Pick out each line below that contains the string "stone". Case counts, so a line matches only if the letters agree in upper and lower case.

## Provided data
--------------------------------------------------

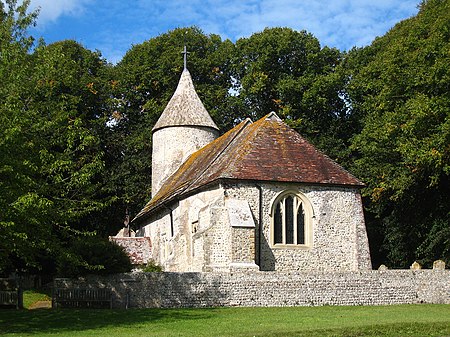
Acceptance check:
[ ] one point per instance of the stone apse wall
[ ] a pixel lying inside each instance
(172, 290)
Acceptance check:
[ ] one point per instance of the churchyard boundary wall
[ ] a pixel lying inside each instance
(175, 290)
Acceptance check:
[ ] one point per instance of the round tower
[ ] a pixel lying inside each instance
(183, 128)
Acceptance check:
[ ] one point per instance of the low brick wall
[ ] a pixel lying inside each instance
(169, 290)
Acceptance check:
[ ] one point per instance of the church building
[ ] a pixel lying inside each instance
(258, 198)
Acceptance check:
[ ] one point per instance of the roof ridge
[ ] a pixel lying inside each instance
(246, 122)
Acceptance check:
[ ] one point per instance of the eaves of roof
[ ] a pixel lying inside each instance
(267, 150)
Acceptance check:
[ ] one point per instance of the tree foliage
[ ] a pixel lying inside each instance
(75, 136)
(401, 85)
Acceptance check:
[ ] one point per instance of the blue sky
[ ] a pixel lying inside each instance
(113, 26)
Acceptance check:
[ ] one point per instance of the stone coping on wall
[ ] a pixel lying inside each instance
(172, 290)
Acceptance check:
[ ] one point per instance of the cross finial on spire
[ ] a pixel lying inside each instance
(185, 52)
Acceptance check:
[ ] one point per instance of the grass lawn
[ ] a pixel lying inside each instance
(399, 320)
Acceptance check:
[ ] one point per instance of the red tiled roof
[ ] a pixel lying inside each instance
(267, 150)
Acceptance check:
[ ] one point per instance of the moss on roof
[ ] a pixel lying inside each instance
(267, 150)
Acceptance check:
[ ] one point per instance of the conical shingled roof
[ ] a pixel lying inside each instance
(185, 107)
(267, 150)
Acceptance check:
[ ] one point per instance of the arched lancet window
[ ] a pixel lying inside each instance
(291, 220)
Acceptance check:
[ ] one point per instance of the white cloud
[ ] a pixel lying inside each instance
(51, 10)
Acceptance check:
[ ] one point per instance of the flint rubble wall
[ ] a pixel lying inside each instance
(263, 289)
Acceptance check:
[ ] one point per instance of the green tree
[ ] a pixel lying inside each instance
(288, 72)
(15, 169)
(52, 115)
(145, 79)
(400, 84)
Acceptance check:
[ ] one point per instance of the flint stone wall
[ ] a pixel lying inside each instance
(138, 249)
(173, 290)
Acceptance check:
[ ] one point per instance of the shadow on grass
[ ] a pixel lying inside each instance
(66, 320)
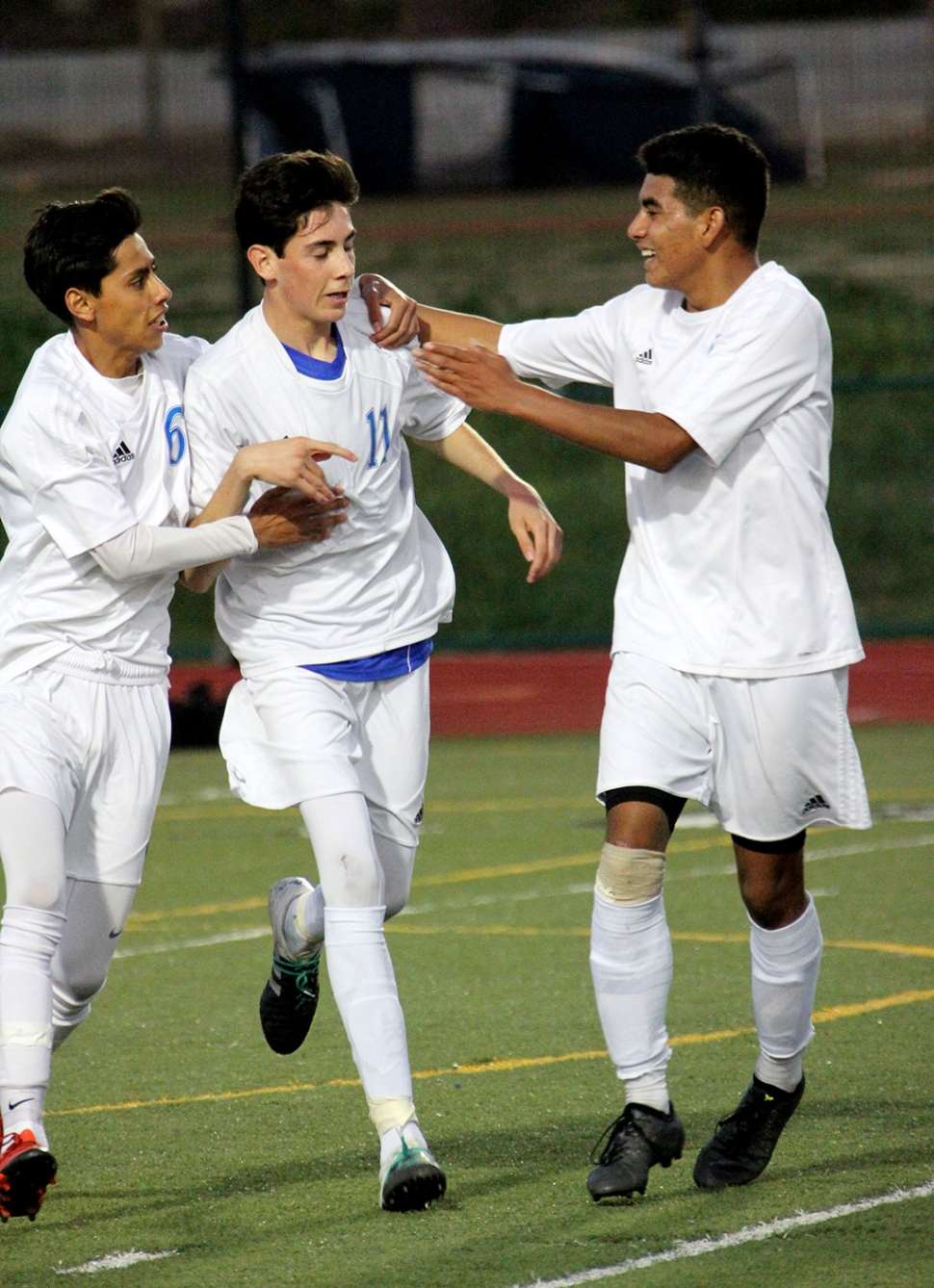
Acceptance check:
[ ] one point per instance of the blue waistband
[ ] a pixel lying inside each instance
(381, 666)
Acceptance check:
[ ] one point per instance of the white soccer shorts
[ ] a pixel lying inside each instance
(766, 757)
(99, 753)
(297, 735)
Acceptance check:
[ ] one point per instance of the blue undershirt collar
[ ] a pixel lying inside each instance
(315, 367)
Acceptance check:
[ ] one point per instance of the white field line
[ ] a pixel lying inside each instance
(115, 1261)
(233, 937)
(749, 1234)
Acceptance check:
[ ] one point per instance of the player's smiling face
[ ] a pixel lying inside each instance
(667, 235)
(313, 274)
(128, 317)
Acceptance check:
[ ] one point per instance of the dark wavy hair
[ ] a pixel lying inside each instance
(275, 194)
(713, 165)
(75, 244)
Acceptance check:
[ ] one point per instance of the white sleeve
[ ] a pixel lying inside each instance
(428, 414)
(558, 350)
(144, 550)
(762, 367)
(212, 437)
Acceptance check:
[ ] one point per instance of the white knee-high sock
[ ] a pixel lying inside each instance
(785, 967)
(33, 853)
(630, 963)
(95, 914)
(397, 862)
(27, 940)
(363, 984)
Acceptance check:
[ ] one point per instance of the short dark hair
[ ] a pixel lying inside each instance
(75, 244)
(713, 165)
(275, 194)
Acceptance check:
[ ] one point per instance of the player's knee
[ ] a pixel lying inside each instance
(628, 876)
(71, 997)
(41, 894)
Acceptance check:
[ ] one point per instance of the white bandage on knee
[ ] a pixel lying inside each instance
(629, 876)
(388, 1112)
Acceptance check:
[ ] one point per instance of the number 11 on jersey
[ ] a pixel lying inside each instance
(376, 435)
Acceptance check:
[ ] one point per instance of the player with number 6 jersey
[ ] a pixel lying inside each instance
(94, 500)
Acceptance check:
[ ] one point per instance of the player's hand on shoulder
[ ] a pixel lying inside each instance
(402, 323)
(479, 376)
(284, 517)
(534, 528)
(293, 463)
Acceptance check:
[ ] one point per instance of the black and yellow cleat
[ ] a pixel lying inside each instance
(743, 1143)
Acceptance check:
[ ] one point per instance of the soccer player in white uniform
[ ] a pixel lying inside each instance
(332, 709)
(94, 471)
(733, 622)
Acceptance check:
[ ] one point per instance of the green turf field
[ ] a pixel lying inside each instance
(178, 1132)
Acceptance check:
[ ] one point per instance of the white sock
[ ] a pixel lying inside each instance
(27, 940)
(630, 963)
(363, 984)
(785, 967)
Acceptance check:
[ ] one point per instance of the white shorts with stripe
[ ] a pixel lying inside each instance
(766, 757)
(296, 735)
(98, 751)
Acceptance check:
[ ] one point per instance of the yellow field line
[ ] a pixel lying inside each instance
(822, 1017)
(696, 937)
(231, 808)
(511, 805)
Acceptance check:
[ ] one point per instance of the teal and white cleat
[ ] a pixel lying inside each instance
(411, 1177)
(290, 997)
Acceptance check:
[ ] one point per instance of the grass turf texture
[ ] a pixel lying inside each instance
(262, 1171)
(538, 254)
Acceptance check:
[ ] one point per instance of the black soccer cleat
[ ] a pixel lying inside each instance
(26, 1171)
(289, 1002)
(636, 1142)
(412, 1180)
(290, 997)
(743, 1143)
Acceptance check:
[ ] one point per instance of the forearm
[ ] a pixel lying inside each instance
(144, 550)
(472, 453)
(231, 495)
(460, 328)
(641, 438)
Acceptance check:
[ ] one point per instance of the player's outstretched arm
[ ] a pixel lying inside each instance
(533, 527)
(487, 383)
(407, 319)
(290, 465)
(284, 463)
(281, 517)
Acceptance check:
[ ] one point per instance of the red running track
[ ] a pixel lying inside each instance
(562, 690)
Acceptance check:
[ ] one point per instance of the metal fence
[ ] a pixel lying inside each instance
(844, 83)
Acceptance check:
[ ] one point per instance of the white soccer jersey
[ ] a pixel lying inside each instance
(83, 460)
(383, 579)
(731, 567)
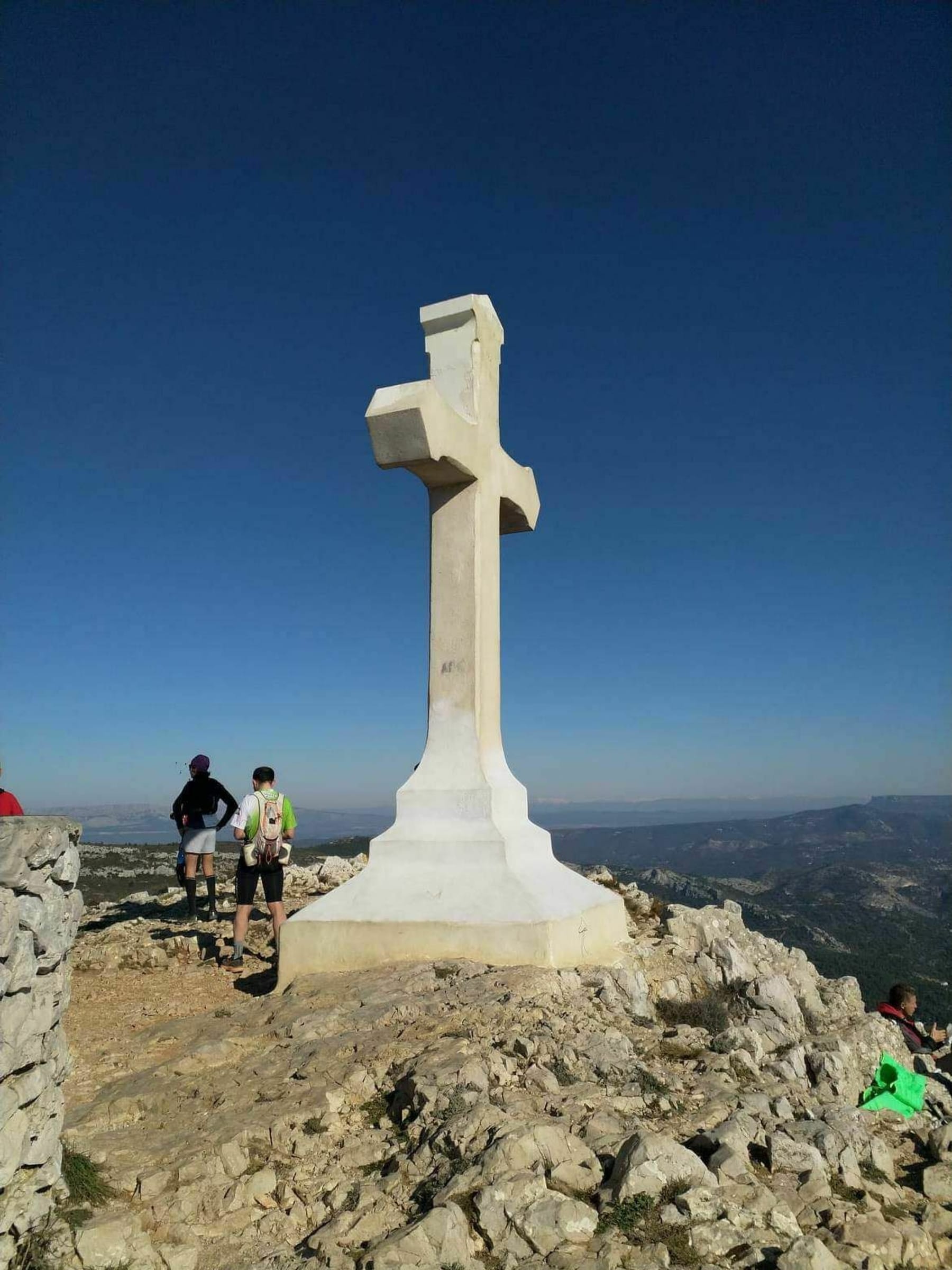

--------------------------------------------------

## Correct response
[ ] one point per instance of the stone apse wall
[ ] one point per instance of the stone coping on wall
[ ] one point per instance of the flint stone wall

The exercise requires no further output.